▸ **Excerpt to read**
* Begin *

Skip to content

Latest commit

 

History

History
253 lines (181 loc) · 6.15 KB

File metadata and controls

253 lines (181 loc) · 6.15 KB

Usage

The text extractor provides both synchronous and asynchronous extractors that support both file paths and bytes input for maximum flexibility.

Basic Usage

from textxtract import SyncTextExtractor, AsyncTextExtractor

# Synchronous extractor
sync_extractor = SyncTextExtractor()

# Asynchronous extractor
async_extractor = AsyncTextExtractor()

Extracting from File Paths

Synchronous

from textxtract import SyncTextExtractor

extractor = SyncTextExtractor()

# From file path (string)
text = extractor.extract("document.pdf")

# From Path object
from pathlib import Path
text = extractor.extract(Path("document.pdf"))

Asynchronous

from textxtract import AsyncTextExtractor
import asyncio

extractor = AsyncTextExtractor()

# Async extraction from file path
text = await extractor.extract("document.pdf")

# Or using asyncio.run for simple cases
text = asyncio.run(extractor.extract("document.pdf"))

Extracting from Bytes

When working with bytes, the filename parameter is required for file type detection:

Synchronous

from textxtract import SyncTextExtractor

extractor = SyncTextExtractor()

# From bytes (filename required for extension detection)
with open("document.pdf", "rb") as f:
    file_bytes = f.read()

text = extractor.extract(file_bytes, "document.pdf")

Asynchronous

from textxtract import AsyncTextExtractor

extractor = AsyncTextExtractor()

# Async extraction from bytes
with open("document.pdf", "rb") as f:
    file_bytes = f.read()

text = await extractor.extract(file_bytes, "document.pdf")

Supported File Types

Extension Extra Dependency Handler
.pdf [pdf] PyMuPDF
.docx [docx] python-docx
.doc [doc] antiword
.txt stdlib
.md [md] markdown
.rtf [rtf] striprtf
.html/.htm [html] beautifulsoup4
.csv stdlib
.json stdlib
.xml [xml] lxml
.zip stdlib

Configuration

from textxtract import SyncTextExtractor
from textxtract import ExtractorConfig

# Custom configuration
config = ExtractorConfig(
    encoding="utf-8",
    logging_level="DEBUG"
)

extractor = SyncTextExtractor(config)

Error Handling

All operations raise custom exceptions from textxtract.core.exceptions:

from textxtract import SyncTextExtractor
from textxtract.exceptions import (
    ExtractionError,
    InvalidFileError,
    FileTypeNotSupportedError
)

extractor = SyncTextExtractor()

try:
    text = extractor.extract("document.pdf")
except FileTypeNotSupportedError:
    print("File type not supported")
except InvalidFileError:
    print("File is invalid or corrupted")
except ExtractionError:
    print("General extraction error")

* End *

▸ **Items**
* Begin *

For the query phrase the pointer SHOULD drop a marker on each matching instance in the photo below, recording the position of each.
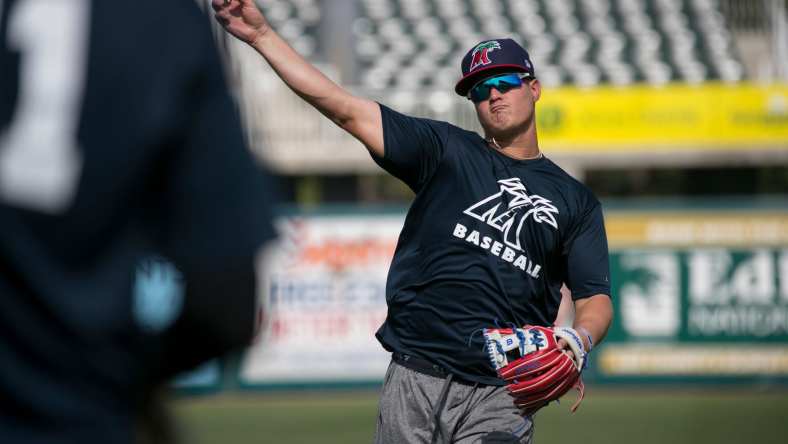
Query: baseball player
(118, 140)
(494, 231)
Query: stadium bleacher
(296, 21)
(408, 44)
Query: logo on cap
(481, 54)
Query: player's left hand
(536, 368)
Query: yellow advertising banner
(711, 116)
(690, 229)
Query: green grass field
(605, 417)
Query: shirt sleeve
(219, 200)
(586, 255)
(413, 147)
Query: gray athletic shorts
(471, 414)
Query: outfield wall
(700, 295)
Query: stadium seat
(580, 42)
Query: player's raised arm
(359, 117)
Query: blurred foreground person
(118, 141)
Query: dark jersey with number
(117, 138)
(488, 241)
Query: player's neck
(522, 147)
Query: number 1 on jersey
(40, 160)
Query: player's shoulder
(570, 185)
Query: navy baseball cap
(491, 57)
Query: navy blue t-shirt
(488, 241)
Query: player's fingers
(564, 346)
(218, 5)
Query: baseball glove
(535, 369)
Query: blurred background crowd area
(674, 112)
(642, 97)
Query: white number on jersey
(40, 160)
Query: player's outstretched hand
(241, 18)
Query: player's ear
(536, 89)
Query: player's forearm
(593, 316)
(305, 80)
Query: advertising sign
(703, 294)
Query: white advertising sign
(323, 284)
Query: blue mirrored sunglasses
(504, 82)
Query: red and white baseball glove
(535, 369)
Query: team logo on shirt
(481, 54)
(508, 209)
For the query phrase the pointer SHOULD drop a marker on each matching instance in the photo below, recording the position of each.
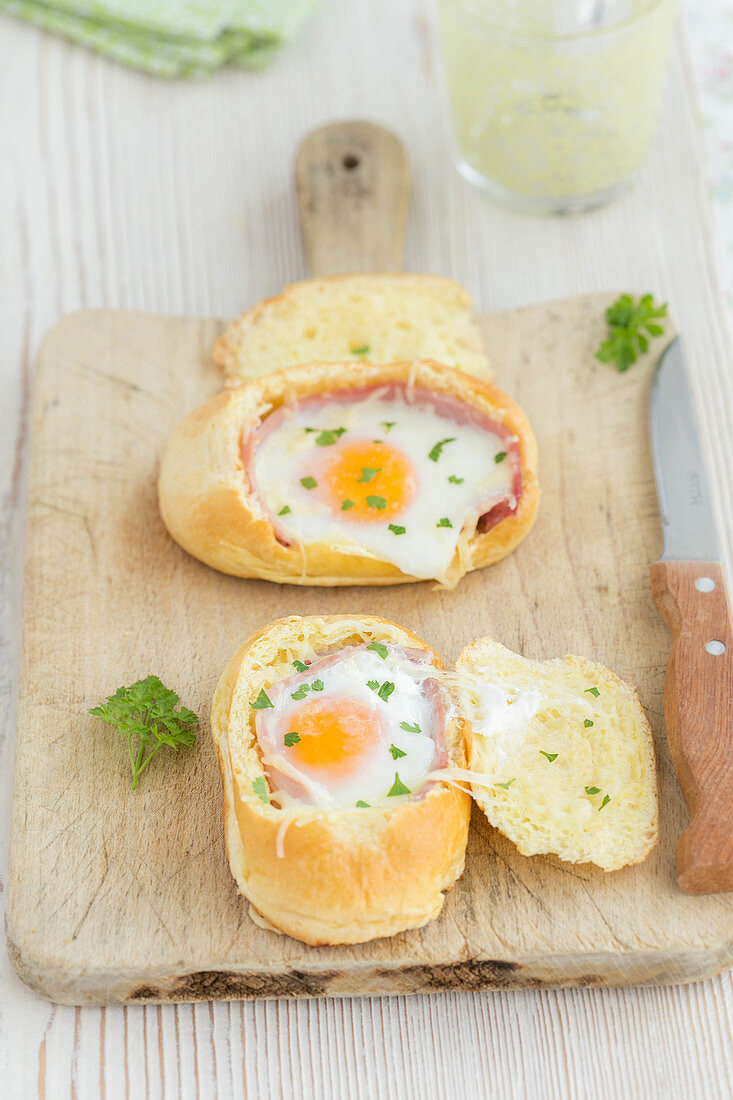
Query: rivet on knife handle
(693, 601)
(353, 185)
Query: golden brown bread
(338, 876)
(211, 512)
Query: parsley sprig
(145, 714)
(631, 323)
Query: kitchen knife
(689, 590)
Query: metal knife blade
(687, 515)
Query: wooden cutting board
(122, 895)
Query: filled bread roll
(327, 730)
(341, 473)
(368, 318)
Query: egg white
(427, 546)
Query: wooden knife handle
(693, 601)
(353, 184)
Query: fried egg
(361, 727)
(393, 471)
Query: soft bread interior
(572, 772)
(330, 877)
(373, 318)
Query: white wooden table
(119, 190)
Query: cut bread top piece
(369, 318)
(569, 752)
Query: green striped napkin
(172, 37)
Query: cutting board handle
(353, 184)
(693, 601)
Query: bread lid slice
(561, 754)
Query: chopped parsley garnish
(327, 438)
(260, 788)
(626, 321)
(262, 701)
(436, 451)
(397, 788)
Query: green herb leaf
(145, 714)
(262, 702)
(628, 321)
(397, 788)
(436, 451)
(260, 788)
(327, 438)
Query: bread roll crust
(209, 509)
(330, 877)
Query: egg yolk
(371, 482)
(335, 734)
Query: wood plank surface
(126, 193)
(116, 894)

* End *

▸ **Written request A**
Write out the stretch of the textxtract usage guide from "# Or using asyncio.run" through "for extension detection)".
▸ **Written request B**
Condense the paragraph of the textxtract usage guide that begins "The text extractor provides both synchronous" into one shorter sentence that keeps its main facts.
▸ **Written request C**
Proceed with the textxtract usage guide, starting after its final line.
The records are separate material and are unrelated to the textxtract usage guide.

▸ **Expected output A**
# Or using asyncio.run for simple cases
text = asyncio.run(extractor.extract("document.pdf"))

Extracting from Bytes

When working with bytes, the filename parameter is required for file type detection:

Synchronous

from textxtract import SyncTextExtractor

extractor = SyncTextExtractor()

# From bytes (filename required for extension detection)

▸ **Expected output B**
The extractor comes in synchronous and asynchronous versions, and both accept file paths or bytes for maximum flexibility.

▸ **Expected output C**
Context Manager Support

Both extractors support context managers for proper resource cleanup:

Synchronous

from textxtract import SyncTextExtractor

with SyncTextExtractor() as extractor:
    text = extractor.extract("document.pdf")

Asynchronous

from textxtract import AsyncTextExtractor

async with AsyncTextExtractor() as extractor:
    text = await extractor.extract("document.pdf")

Logging

Configure logging to see extraction progress:

import logging
logging.basicConfig(level=logging.DEBUG)

# Now extraction will log debug information
from textxtract import SyncTextExtractor
extractor = SyncTextExtractor()
text = extractor.extract("document.pdf")

Batch Processing

Synchronous Batch Processing

from textxtract import SyncTextExtractor
from pathlib import Path

def process_files_sync(file_paths):
    extractor = SyncTextExtractor()
    results = []
    for path in file_paths:
        try:
            text = extractor.extract(path)
            results.append({"file": path, "text": text, "success": True})
        except Exception as e:
            results.append({"file": path, "error": str(e), "success": False})
    return results

file_paths = [Path("doc1.pdf"), Path("doc2.docx"), Path("doc3.txt")]
results = process_files_sync(file_paths)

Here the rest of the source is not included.